Assigned task A:
Answer these from the Li Yong biography:
(i) In what city and province was Li born?
(ii) In what year did he join the Chinese Communist Party?
(iii) What position did he take up at the Chinese Institute of Certified Public Accountants in 1999?
Assigned task B:
Carry the Li Yong biography forward from its final sentence.

Quoted passage:
== == ==
Director General of the United Nations Industrial Development Organization

Li Yong (李勇; born October 1951) is the former Vice-Minister of the Ministry of Finance of China and the former Director General of the United Nations Industrial Development Organization.

==Biography==
Li was born in Jining, Shandong, China to Han parents. He joined the Chinese Communist Party in 1973. Li received a master's degree in economics following his graduation from the Research Institute for Fiscal Science of the Ministry of Finance later that year.

From 1985 to 1988 he served as first and second secretary to the United Nations Mission from China, and became Director of the World Bank Ministry of Finance in 1989. He served at this post for a year. Following that, he became an advisor to the World Bank and served under this post until 1996. Li was thus promoted to Director-General, and to Executive Director in 1996. He filled this position until 1998. In 1999, he became the Secretary-General at the Chinese Institute of Certified Public Accountants and served simultaneously as Assistant Minister at the Chinese Ministry of Finance from 2000 to 2002. He quit his Assistant Ministership to be promoted Vice Minister in 2003.
== == ==
Supplied entries:
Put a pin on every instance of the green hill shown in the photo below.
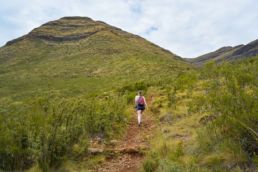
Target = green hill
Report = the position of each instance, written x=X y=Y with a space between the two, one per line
x=66 y=100
x=228 y=54
x=77 y=54
x=69 y=80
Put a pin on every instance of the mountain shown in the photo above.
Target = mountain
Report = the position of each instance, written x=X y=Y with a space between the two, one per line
x=228 y=53
x=74 y=53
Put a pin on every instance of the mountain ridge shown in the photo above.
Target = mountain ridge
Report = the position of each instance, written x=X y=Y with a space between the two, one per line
x=227 y=53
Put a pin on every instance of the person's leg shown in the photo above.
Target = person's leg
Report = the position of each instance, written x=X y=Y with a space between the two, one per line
x=139 y=115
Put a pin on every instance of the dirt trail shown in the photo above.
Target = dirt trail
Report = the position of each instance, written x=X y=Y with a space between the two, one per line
x=130 y=149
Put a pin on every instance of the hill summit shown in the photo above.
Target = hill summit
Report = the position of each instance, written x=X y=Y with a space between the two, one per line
x=74 y=53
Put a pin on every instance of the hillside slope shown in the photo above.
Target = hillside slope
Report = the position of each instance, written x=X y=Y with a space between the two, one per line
x=69 y=82
x=77 y=51
x=228 y=53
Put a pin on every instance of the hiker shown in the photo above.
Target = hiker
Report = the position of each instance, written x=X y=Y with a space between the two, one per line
x=140 y=104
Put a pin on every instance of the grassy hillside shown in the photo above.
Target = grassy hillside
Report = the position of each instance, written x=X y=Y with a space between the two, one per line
x=69 y=81
x=208 y=120
x=56 y=57
x=228 y=54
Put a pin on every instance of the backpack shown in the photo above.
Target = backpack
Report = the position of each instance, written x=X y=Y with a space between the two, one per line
x=141 y=101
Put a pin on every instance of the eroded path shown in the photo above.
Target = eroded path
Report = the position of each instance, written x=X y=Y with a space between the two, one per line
x=130 y=150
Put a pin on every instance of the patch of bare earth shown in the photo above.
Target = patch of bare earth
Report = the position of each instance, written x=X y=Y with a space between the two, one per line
x=129 y=152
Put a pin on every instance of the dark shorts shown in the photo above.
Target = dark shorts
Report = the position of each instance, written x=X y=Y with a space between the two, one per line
x=140 y=107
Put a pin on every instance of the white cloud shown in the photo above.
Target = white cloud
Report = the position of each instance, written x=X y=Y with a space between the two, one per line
x=186 y=27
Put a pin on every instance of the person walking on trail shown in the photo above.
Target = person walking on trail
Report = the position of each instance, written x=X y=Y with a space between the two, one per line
x=140 y=104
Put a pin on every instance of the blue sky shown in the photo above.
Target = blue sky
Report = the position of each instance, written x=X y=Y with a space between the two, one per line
x=188 y=28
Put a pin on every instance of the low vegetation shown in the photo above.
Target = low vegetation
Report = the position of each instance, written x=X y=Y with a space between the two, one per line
x=210 y=122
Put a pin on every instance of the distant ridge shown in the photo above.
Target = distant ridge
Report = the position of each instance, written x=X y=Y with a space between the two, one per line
x=228 y=53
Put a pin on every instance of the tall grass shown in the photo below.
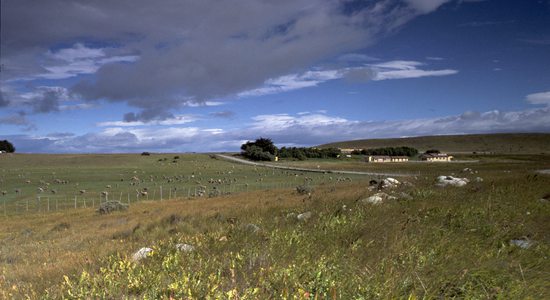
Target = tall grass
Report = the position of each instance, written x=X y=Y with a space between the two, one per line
x=443 y=243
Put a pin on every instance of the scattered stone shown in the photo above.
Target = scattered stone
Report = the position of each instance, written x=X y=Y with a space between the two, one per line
x=389 y=183
x=405 y=196
x=304 y=216
x=450 y=180
x=141 y=254
x=110 y=206
x=523 y=243
x=252 y=228
x=377 y=198
x=304 y=189
x=185 y=247
x=61 y=226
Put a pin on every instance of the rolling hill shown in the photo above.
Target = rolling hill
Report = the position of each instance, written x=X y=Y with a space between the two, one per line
x=504 y=143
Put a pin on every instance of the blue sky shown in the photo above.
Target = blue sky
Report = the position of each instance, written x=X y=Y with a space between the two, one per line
x=182 y=76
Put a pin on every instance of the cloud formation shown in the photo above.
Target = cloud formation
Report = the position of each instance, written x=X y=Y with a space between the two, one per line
x=186 y=51
x=397 y=69
x=539 y=98
x=303 y=129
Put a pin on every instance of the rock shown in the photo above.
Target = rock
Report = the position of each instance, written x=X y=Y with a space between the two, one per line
x=110 y=206
x=377 y=198
x=141 y=253
x=523 y=243
x=389 y=183
x=405 y=196
x=252 y=228
x=304 y=216
x=450 y=180
x=185 y=247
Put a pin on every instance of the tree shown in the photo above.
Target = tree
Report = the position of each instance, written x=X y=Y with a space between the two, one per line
x=255 y=153
x=432 y=151
x=261 y=149
x=5 y=145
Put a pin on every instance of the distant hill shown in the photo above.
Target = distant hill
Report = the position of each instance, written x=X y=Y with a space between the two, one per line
x=520 y=143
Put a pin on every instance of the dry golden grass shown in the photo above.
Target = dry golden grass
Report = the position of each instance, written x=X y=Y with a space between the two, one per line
x=38 y=249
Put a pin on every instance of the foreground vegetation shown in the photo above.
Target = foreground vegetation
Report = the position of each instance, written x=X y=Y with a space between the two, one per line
x=431 y=242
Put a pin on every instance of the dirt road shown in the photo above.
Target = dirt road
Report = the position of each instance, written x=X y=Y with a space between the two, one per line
x=247 y=162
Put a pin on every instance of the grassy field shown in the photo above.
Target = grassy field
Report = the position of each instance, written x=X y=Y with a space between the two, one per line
x=512 y=143
x=46 y=183
x=430 y=242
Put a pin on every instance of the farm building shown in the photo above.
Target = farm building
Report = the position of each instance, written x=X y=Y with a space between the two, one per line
x=385 y=158
x=436 y=157
x=348 y=150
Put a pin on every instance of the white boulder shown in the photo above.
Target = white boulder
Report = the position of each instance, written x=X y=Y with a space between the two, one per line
x=377 y=198
x=141 y=253
x=185 y=247
x=304 y=216
x=450 y=180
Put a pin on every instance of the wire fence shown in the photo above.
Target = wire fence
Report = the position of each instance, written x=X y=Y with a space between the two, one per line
x=44 y=203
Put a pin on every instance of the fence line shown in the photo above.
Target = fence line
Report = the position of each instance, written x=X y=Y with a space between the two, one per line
x=54 y=203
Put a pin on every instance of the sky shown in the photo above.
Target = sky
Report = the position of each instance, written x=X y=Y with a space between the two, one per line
x=203 y=76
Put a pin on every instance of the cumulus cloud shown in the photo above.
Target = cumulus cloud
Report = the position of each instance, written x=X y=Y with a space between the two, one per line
x=402 y=69
x=78 y=60
x=176 y=120
x=304 y=129
x=17 y=119
x=223 y=114
x=397 y=69
x=539 y=98
x=187 y=51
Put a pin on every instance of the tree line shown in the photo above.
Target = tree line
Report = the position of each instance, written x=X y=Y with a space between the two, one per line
x=389 y=151
x=6 y=146
x=263 y=149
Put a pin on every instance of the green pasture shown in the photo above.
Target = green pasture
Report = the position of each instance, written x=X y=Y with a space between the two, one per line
x=44 y=182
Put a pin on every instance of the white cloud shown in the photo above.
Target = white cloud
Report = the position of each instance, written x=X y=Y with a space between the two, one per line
x=293 y=82
x=79 y=106
x=539 y=98
x=404 y=69
x=176 y=120
x=79 y=60
x=205 y=103
x=284 y=129
x=397 y=69
x=426 y=6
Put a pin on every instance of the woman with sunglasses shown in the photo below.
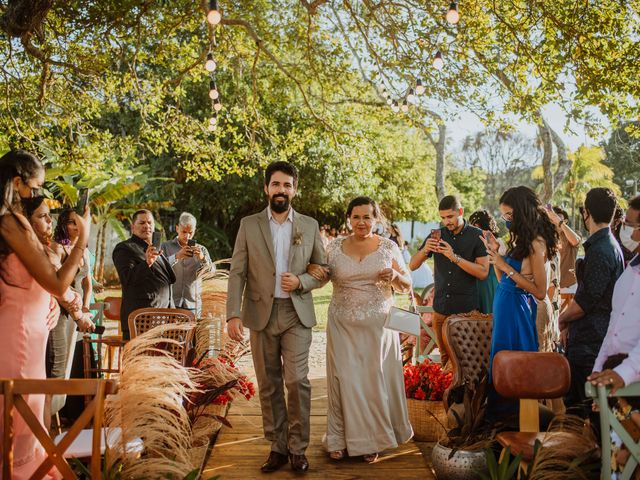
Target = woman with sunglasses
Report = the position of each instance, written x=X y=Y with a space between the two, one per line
x=28 y=280
x=523 y=278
== == ==
Output A:
(i) Jining, Shandong
(ii) 1973
(iii) Secretary-General

Output B:
On May 7, 2006, Li presented his prediction of a 25 percent drop in the value of the U.S. dollar. This caused debate on the creation of an Asian Currency Unit (ACU), an index that tries to capture the value of an Asian currency by taking an average on several of them. One of his highest priorities as Vice Minister was to fight inflation by promoting production in agriculture.

On 24 June 2013, Li was elected by UNIDO's Industrial Development Board to succeed Kandeh Yumkella as Director General of UNIDO. He was appointed Director General by a special session of the Organization's General Conference on 28 June 2013.